### Written instruction
Gather every line in the items below that contains the string "monitor", and copy each one out. Letter case matters.

### Available records
_____
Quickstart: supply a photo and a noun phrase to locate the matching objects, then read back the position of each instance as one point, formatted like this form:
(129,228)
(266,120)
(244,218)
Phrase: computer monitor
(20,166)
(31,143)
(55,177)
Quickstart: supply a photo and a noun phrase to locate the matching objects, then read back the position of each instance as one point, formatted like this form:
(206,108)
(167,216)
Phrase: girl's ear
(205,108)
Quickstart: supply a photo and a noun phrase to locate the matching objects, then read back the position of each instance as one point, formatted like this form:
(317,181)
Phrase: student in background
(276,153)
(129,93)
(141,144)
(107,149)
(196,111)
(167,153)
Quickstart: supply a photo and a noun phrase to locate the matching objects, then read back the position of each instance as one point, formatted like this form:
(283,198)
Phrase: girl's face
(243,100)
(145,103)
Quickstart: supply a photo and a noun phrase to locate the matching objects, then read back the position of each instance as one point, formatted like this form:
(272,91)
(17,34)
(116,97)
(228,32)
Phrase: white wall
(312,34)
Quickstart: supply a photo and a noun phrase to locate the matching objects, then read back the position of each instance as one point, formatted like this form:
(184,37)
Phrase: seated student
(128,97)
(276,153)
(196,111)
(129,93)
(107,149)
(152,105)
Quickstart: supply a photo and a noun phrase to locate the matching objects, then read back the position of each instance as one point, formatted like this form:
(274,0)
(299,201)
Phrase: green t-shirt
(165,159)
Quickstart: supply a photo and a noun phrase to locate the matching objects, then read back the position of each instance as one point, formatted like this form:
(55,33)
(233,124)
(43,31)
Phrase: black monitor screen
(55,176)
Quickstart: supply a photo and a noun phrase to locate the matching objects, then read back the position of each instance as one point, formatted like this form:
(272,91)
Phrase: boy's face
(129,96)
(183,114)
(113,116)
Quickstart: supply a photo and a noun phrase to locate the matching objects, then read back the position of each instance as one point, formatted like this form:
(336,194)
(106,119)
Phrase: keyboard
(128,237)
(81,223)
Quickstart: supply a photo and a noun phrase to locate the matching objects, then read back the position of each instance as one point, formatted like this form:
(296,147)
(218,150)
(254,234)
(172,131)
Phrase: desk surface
_____
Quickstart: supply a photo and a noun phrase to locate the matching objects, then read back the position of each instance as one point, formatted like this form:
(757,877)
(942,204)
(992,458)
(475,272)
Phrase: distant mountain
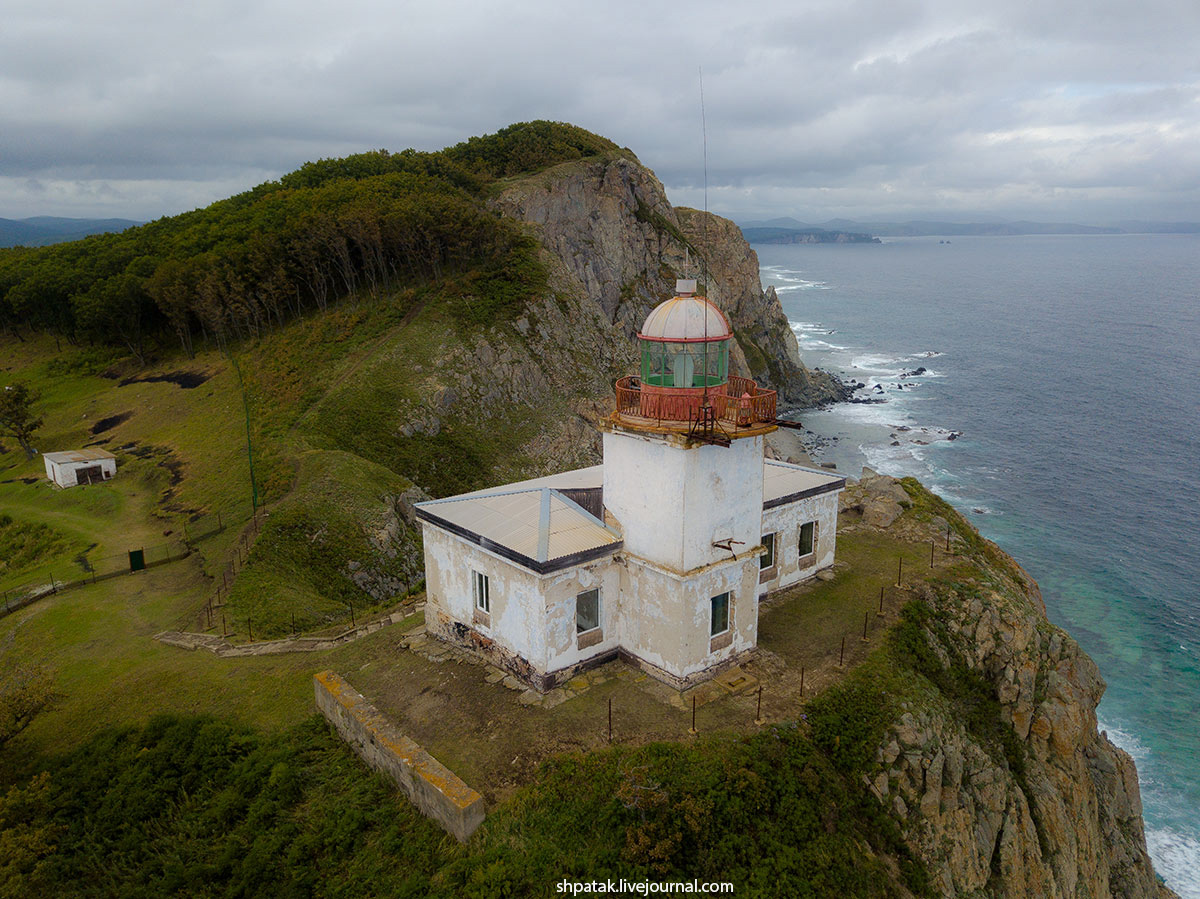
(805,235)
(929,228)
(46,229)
_____
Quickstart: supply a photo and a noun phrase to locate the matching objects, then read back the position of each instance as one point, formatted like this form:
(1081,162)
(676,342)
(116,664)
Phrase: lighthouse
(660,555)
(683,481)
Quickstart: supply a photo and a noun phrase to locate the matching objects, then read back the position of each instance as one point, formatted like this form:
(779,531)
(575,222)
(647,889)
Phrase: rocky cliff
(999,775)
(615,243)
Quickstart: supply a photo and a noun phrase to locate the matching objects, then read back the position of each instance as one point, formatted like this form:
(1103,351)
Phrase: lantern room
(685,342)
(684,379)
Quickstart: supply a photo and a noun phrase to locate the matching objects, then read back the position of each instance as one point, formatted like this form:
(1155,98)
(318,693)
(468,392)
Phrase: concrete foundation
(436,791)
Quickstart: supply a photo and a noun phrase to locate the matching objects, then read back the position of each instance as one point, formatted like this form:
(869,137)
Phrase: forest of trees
_____
### Result for this task
Phrase: computer monitor
Phrase: black monitor screen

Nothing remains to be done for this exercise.